__DATA EXCERPTS__.
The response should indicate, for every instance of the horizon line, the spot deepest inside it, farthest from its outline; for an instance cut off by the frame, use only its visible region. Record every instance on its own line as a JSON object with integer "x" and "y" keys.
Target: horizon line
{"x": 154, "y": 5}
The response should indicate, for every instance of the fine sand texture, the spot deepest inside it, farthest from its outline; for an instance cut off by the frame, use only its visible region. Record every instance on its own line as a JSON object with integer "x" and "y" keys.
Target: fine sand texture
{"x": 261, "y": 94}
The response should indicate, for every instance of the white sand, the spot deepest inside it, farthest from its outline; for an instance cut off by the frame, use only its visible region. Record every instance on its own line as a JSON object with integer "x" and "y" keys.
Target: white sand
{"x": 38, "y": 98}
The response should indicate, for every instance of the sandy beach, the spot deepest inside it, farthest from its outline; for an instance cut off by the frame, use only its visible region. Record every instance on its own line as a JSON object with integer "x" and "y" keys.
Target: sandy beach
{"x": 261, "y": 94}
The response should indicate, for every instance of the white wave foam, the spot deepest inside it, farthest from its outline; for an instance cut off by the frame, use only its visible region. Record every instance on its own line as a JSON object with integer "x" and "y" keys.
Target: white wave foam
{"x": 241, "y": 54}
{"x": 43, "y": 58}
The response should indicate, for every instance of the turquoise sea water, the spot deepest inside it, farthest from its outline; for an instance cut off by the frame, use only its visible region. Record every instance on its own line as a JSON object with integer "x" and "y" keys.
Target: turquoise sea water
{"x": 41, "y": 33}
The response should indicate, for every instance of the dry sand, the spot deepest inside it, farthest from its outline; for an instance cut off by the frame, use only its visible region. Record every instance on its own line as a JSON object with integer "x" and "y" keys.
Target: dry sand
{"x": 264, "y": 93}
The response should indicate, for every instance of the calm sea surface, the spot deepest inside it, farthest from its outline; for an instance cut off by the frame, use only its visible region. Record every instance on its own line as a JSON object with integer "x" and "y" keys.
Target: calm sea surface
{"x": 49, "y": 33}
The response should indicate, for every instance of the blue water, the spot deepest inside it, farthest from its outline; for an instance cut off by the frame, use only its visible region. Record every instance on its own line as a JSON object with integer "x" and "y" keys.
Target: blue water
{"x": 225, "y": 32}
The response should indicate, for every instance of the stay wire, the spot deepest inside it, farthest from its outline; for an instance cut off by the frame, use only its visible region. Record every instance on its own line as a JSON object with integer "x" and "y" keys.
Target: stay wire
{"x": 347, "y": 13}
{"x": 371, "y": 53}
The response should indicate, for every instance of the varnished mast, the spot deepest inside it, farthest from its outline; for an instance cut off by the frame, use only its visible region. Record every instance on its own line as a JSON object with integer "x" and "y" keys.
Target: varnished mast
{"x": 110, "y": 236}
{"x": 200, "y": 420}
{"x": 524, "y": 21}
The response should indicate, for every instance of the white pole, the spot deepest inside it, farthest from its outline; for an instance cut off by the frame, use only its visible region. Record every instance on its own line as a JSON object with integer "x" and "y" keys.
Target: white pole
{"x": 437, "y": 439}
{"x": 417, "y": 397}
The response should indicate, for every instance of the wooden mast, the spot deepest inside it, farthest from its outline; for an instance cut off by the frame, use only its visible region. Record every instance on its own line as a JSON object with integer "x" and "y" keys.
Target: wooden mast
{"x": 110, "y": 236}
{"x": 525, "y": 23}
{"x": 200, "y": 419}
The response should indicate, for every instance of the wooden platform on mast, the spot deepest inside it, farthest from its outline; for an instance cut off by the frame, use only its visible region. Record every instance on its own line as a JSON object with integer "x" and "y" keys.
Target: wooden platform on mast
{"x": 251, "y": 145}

__SHORT EXERCISE__. Every record above needs to be repeated word for word.

__RESULT FOR THIS TASK__.
The response should indicate, for every instance of the horizon line, the spot deepest inside it, farthest from its outline; for an instance cut off by the frame, use only its visible region. Record every instance on its own line as a JSON object with integer "x" and "y" keys.
Target: horizon line
{"x": 154, "y": 5}
The response should indicate, for every instance of the fine sand texture, the spot deepest inside it, farthest from its outline; for an instance cut off by the frame, use only its visible region. Record every instance on its own line as a JSON object with integer "x" and "y" keys.
Target: fine sand texture
{"x": 261, "y": 94}
The response should indicate, for every instance of the white sand, the spot deepest inside it, farthest from its outline; for an instance cut off by the frame, use only its visible region. Record every instance on its own line as a JSON object with integer "x" and "y" keys.
Target: white sand
{"x": 38, "y": 98}
The response should indicate, for every instance of the sandy beach, the spot deepest inside it, farthest from its outline; for an instance cut off by the frame, use only its visible region. Record every instance on its own line as a JSON object with integer "x" and "y" keys.
Target: sandy beach
{"x": 261, "y": 94}
The response should indicate, for every instance of the white wave foam, the spot deepest inside it, farthest from its outline; for an instance cut off by the frame, use only its visible region. Record every instance on its own line as a JSON object with integer "x" and "y" keys.
Target: white wave foam
{"x": 241, "y": 54}
{"x": 43, "y": 58}
The response should indicate, for every instance of the turquoise sea water, the spot deepest inside it, farthest from its outline; for an instance cut off by the frame, use only its visible region. Record every instance on its own line as a JSON object with integer "x" and "y" keys.
Target: turquoise sea water
{"x": 41, "y": 33}
The response should indicate, for every instance of the dry sand, the spot deepest inside it, farthest from its outline; for an instance cut off by the frame, use only its visible region. Record every instance on its own line as a JSON object with integer "x" and "y" keys.
Target: dry sand
{"x": 264, "y": 93}
The response should indicate, for every instance of the calm sea surface, the spot deepest inside it, farthest from its outline; for an instance cut off by the frame, use only its visible region. Record every instance on its own line as a JSON object with integer "x" and "y" keys.
Target: calm sea surface
{"x": 49, "y": 33}
The response should indicate, for every instance of the blue water, the spot deepest inside it, farthest from its outline; for an instance cut off by the frame, use only its visible region. Record every instance on its own line as a JSON object with integer "x" and "y" keys.
Target: blue water
{"x": 225, "y": 32}
The response should indicate, for every instance of the stay wire, the spot deepest inside it, farthest from its outline; for an instance cut off by the frame, use only its visible region. Record every instance on its own line as a JSON object with integer "x" and "y" keys.
Target: stay wire
{"x": 347, "y": 13}
{"x": 371, "y": 53}
The response should indicate, for every instance of the varnished mast, the spot deepest inside it, farthest from its outline; for an instance cut off by the frame, use only its visible region. Record every instance on its own line as a JSON object with integer "x" and "y" keys.
Target: varnished mast
{"x": 110, "y": 236}
{"x": 200, "y": 420}
{"x": 524, "y": 21}
The response should indicate, for every instance of the white pole, the spot deepest inside it, farthest from its outline; for an instance cut off by the frame, use only its visible region. Record every instance on its own line as a JSON object with integer "x" and "y" keys.
Target: white pole
{"x": 437, "y": 439}
{"x": 417, "y": 397}
The response should indicate, for every instance of the wooden mast, the spot deepest inside it, farthest from its outline; for an instance cut off by the frame, use only its visible region. Record every instance on its own line as a JSON object with integer "x" and "y" keys.
Target: wooden mast
{"x": 110, "y": 236}
{"x": 525, "y": 23}
{"x": 200, "y": 419}
The response should indicate, for every instance of the wooden platform on mast, the spot deepest inside it, farthest from its outline; for an instance cut off by the frame, use only its visible region. Record every instance on its own line as a JSON object with integer "x" and "y" keys.
Target: wooden platform on mast
{"x": 251, "y": 145}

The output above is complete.